Referring expression pointing data:
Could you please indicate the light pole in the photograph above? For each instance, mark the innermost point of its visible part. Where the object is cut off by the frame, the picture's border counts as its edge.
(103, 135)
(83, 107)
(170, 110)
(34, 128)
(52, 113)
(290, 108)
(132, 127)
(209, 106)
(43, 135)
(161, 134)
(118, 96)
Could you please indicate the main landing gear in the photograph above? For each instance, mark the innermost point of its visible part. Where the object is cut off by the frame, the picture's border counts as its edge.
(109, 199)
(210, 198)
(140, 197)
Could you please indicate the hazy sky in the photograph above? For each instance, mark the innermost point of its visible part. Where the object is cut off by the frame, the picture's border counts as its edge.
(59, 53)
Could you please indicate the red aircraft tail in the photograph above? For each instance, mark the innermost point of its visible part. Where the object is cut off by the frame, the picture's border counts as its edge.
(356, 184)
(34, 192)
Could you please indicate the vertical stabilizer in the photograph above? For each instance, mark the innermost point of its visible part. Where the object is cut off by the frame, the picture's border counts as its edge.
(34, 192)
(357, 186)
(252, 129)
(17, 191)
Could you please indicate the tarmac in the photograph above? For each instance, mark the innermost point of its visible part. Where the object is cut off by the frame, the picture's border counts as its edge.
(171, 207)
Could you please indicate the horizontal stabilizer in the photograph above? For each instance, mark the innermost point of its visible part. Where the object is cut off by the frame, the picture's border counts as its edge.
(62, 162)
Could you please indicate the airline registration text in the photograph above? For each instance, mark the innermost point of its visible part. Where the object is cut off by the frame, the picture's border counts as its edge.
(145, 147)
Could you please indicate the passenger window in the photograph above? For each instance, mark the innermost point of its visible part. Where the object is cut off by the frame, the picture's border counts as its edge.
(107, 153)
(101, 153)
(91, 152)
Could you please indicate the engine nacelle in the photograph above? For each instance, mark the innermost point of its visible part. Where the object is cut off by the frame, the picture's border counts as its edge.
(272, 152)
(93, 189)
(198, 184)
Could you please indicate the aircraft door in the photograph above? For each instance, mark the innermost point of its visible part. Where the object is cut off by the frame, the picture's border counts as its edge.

WHAT YOU ARE ASKED TO DO: Write out all of the records once more, exactly.

ANSWER BOX:
Could you please indicate the light pole in the photograph above? For each instance, mark the innermost point of its visible part. Where the object is cut off by the frame, the picture's border counts as its edge.
(103, 135)
(83, 107)
(170, 110)
(34, 128)
(52, 113)
(290, 108)
(132, 127)
(209, 106)
(43, 135)
(161, 134)
(118, 96)
Could you please indicate the main landing gear in the photograph above? For each instance, mark the innermost point of its visible part. Where the object is cut off by the frame, the picture's border counts as its edge.
(109, 199)
(210, 198)
(140, 197)
Could you please indicate the hazy sky in the photograph above? For each instance, mark the innermost point of its visible part. Where the object is cut off by the frame, the picture's border counts as its edge.
(59, 53)
Could you please indicate the red aircraft tail in the photograph above? For each instance, mark the innermost point of its visible part. Where the object is cut off by the frame, the picture's border counts as its edge.
(356, 184)
(34, 192)
Could you please indicate the vertical stabilizer in the photograph above? For each instance, mark the innermost point of its visible part. Where the object is cut off by the frame, the picture's border counts as its edge.
(34, 192)
(357, 186)
(252, 129)
(17, 191)
Could you please indicate the tarmac in the photograph above? For each instance, mark the innermost point of its visible part. Where the object is cut off by the frame, the picture's border counts as its edge.
(171, 207)
Could you please indicate the horizontal stabilizer in the photograph above? For each instance, mark the innermost point of its visible part. Where the object is cut off by the frame, the picture's border counts as its edge.
(62, 162)
Could you please indicate the airline registration text in the photograph above? For each instance, mark the innermost point of its visible part. Where the object is cut off by the frame, the picture's border counts as its edge.
(145, 147)
Could you please indicate the passenger window in the photograph above? For each instance, mark the innermost point of its visible part. Where the object is cut off by the frame, the picture's border counts as its edge.
(107, 153)
(101, 153)
(91, 152)
Could you please indicate the engine nacelle in the photograph above? For each instance, mark the innermost point of its visible part. Where the object is cut off by the frame, the picture's border counts as its edge.
(272, 152)
(93, 189)
(198, 184)
Could you please indicate the aircraft door in the photograph above? For each instance, mark the innermost point of its visible part. Where the object is cut off by the frame, the picture's border counts as its edge.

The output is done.